---------- Entries supplied ----------

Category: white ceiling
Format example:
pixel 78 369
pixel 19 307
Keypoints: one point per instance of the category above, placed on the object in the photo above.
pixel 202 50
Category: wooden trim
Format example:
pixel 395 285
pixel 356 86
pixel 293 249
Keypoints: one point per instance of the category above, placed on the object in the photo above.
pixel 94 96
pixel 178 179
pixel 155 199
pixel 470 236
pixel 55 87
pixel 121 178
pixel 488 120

----------
---------- Entries supplied ----------

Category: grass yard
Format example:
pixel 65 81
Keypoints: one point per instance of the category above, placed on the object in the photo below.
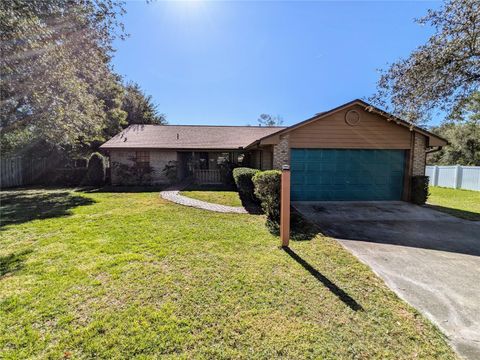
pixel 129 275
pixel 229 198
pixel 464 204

----------
---------- Entries supplied ----------

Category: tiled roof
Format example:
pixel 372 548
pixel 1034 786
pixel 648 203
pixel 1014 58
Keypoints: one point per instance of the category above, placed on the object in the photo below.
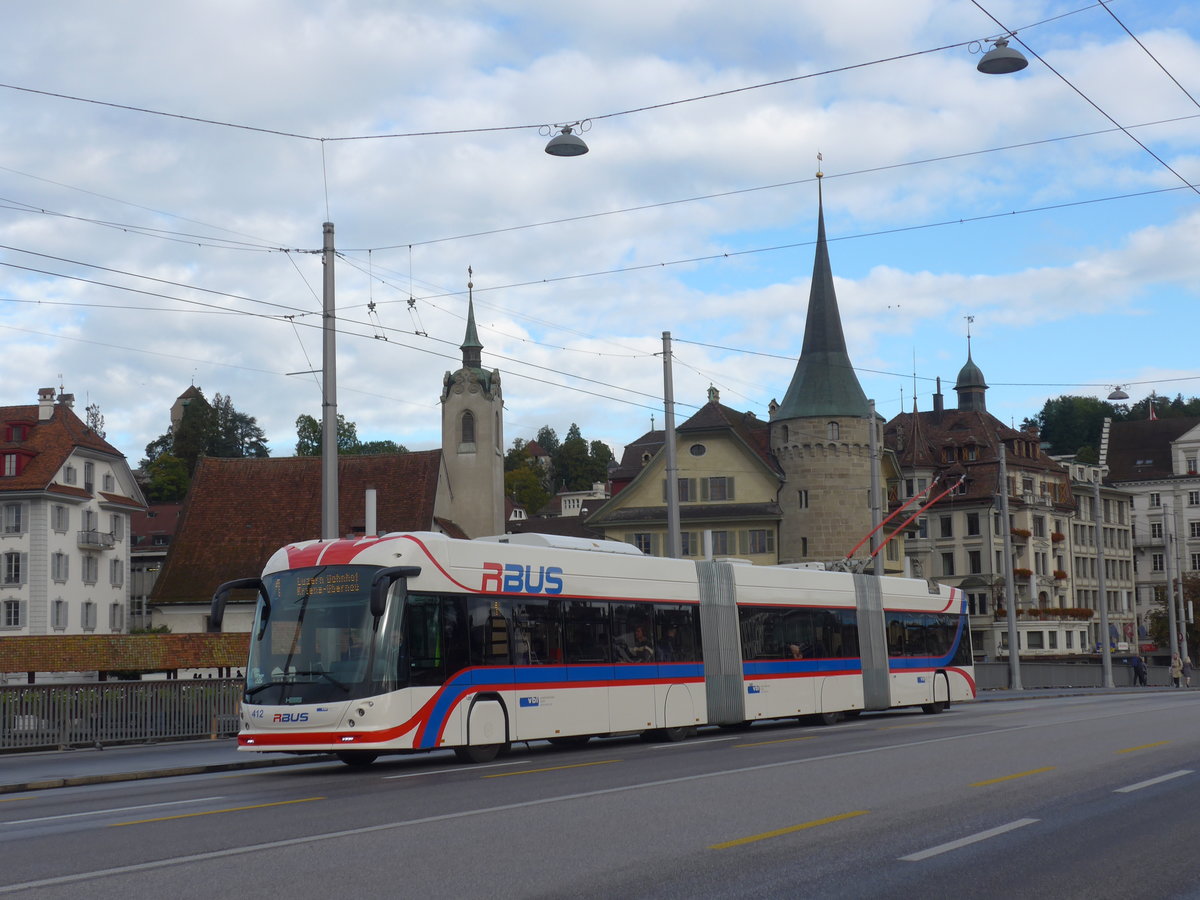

----------

• Task goal:
Above are the entries. Copy exactly the part that opens with the line containing "Category: white ceiling" and closes with the line containing "pixel 293 249", and no more.

• Completed exercise:
Category: white ceiling
Format example:
pixel 78 369
pixel 19 307
Keypoints: one point per instance of the category above, placed on the object in the photo above.
pixel 202 50
Category: wooden trim
Format example:
pixel 395 285
pixel 356 86
pixel 293 249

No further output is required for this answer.